- **EXERCISE OBJECTIVE**
Find every line in the entries below that contains the word "wearing" and copy each of those lines in full. Match case exactly.

- **INPUT MATERIAL**
— Begin —

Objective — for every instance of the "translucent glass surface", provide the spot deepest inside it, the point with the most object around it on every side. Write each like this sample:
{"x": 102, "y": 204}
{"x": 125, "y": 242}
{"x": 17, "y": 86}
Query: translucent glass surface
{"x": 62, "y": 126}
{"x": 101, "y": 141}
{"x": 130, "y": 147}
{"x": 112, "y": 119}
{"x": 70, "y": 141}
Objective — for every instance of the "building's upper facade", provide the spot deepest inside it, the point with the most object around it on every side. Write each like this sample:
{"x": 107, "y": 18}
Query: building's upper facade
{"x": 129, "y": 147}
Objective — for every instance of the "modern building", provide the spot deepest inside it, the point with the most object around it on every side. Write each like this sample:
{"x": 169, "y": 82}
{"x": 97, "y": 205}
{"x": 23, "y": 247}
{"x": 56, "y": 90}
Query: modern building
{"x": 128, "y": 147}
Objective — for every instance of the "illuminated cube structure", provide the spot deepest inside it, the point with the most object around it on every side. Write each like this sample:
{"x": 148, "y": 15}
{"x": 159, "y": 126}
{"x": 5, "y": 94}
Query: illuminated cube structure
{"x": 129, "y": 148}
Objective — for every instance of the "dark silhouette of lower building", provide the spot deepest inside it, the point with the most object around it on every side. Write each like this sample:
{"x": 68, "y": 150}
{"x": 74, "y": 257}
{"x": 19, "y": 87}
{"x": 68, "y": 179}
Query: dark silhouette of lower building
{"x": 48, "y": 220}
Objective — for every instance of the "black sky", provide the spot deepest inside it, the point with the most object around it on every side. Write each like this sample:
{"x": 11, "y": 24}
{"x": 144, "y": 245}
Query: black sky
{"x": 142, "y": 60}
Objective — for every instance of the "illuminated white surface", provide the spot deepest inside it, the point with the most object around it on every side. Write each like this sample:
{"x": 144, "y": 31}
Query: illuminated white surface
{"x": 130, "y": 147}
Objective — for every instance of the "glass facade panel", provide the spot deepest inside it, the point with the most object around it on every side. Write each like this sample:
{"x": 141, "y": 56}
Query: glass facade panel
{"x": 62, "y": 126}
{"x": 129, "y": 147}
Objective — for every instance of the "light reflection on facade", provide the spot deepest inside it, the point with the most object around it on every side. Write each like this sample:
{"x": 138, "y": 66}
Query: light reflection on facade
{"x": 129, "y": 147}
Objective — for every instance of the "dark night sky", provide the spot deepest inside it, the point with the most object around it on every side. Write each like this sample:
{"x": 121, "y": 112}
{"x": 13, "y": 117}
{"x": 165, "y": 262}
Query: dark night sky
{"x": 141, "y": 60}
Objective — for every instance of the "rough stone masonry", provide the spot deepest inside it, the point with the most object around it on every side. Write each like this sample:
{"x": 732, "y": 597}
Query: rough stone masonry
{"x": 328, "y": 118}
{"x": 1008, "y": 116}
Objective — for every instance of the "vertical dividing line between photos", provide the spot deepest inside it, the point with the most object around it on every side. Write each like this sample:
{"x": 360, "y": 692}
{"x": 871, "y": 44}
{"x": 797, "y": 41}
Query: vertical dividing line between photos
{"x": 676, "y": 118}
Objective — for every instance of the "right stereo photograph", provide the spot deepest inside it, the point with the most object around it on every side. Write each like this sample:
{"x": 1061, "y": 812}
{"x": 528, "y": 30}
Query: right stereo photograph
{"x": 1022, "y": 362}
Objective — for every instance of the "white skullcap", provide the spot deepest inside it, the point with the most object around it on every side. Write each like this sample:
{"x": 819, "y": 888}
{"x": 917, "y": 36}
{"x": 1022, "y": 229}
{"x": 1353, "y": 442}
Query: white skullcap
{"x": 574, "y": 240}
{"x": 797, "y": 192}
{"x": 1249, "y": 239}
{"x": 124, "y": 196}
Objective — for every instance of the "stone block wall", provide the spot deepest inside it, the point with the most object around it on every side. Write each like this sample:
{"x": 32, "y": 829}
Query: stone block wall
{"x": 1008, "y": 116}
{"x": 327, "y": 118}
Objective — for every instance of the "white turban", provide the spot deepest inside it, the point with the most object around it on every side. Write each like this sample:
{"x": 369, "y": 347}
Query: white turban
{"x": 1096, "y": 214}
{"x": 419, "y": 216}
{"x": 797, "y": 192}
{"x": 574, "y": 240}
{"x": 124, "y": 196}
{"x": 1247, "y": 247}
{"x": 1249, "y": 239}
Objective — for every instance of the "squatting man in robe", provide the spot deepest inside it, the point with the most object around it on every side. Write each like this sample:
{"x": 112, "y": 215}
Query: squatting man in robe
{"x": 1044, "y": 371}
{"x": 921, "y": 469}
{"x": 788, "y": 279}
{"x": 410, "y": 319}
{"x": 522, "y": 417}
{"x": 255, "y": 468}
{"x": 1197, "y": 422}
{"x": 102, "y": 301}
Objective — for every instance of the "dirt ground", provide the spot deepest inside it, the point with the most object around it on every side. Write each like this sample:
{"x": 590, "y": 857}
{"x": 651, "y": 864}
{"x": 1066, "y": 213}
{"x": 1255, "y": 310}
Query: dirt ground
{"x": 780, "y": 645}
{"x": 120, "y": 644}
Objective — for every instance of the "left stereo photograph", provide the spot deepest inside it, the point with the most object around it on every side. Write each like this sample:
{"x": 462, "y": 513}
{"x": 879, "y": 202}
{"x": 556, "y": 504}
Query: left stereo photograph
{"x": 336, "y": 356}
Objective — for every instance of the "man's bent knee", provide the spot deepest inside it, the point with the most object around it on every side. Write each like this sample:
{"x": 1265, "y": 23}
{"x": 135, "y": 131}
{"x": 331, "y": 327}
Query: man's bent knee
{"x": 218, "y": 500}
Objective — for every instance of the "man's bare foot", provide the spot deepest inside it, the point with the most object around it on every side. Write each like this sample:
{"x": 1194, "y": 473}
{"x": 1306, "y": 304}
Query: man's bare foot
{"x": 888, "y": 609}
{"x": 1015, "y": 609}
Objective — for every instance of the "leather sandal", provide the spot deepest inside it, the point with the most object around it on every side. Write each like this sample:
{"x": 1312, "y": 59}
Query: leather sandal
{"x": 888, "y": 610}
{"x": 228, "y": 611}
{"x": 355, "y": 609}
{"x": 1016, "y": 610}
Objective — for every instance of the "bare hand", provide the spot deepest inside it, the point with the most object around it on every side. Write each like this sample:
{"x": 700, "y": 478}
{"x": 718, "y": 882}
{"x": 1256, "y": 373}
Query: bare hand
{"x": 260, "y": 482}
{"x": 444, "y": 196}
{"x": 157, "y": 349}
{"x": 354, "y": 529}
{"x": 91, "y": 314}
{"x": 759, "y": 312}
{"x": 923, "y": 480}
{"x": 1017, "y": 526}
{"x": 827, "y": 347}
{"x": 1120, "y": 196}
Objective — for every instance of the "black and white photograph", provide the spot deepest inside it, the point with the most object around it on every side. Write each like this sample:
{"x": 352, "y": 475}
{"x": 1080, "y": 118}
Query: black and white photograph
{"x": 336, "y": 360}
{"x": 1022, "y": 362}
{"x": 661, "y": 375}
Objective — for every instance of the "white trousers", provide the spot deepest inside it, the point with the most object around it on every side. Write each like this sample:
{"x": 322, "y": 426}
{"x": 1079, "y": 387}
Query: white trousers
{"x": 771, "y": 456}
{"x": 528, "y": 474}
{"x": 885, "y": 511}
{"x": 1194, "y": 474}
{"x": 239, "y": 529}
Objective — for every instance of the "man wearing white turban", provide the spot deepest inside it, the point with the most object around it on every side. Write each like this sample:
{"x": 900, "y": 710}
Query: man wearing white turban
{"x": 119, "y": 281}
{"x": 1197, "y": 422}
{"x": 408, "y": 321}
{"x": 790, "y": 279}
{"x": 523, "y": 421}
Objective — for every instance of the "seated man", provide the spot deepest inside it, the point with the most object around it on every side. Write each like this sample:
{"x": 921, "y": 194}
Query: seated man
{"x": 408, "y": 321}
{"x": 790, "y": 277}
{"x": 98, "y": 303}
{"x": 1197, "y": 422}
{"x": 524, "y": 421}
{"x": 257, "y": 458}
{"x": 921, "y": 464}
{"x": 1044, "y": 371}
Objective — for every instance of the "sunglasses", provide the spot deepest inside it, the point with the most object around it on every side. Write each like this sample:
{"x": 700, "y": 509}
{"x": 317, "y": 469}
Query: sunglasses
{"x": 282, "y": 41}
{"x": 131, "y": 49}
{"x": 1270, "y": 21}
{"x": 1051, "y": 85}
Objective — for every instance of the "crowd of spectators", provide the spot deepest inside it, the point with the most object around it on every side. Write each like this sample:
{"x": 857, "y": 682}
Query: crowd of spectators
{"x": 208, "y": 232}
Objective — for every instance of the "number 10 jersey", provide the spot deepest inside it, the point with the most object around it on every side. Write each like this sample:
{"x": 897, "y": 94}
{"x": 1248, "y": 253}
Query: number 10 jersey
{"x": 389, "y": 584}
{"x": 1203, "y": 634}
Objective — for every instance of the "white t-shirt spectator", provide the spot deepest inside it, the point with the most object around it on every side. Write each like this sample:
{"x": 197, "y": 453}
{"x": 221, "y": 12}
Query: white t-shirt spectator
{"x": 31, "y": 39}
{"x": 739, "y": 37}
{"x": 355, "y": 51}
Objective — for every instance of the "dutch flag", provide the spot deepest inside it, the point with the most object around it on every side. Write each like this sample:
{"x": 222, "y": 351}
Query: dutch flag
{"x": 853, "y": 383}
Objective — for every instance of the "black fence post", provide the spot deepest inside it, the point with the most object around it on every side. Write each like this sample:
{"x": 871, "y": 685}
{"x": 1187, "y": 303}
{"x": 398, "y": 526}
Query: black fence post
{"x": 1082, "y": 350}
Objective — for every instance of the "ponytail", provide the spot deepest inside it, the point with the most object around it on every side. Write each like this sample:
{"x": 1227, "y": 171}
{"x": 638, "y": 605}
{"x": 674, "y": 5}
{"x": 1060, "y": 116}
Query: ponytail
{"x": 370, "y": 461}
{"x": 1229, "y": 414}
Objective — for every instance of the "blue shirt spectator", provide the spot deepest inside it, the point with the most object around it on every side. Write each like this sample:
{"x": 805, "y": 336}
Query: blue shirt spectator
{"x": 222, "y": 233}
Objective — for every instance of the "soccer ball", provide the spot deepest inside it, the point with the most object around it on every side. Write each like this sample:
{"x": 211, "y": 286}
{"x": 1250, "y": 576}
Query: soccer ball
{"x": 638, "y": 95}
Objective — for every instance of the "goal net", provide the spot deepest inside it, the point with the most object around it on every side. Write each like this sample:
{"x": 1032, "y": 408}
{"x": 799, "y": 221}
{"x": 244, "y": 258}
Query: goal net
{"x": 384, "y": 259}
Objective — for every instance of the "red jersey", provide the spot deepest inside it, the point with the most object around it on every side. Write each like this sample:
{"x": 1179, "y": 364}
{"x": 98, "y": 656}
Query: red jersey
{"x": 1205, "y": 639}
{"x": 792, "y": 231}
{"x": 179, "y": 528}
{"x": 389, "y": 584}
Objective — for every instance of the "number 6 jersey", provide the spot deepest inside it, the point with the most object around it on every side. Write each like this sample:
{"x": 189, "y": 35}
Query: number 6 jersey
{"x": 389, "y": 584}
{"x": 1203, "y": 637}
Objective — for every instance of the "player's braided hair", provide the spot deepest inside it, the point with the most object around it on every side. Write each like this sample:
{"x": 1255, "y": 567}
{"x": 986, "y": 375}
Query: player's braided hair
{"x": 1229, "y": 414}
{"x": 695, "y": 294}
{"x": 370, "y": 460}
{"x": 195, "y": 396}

— End —

- **PROBLEM SOLUTION**
Objective — for every instance of the "man wearing white turban", provide the spot deepest inside it, the point with the most object around it on every side. Write each like this sample:
Query: man wearing white turban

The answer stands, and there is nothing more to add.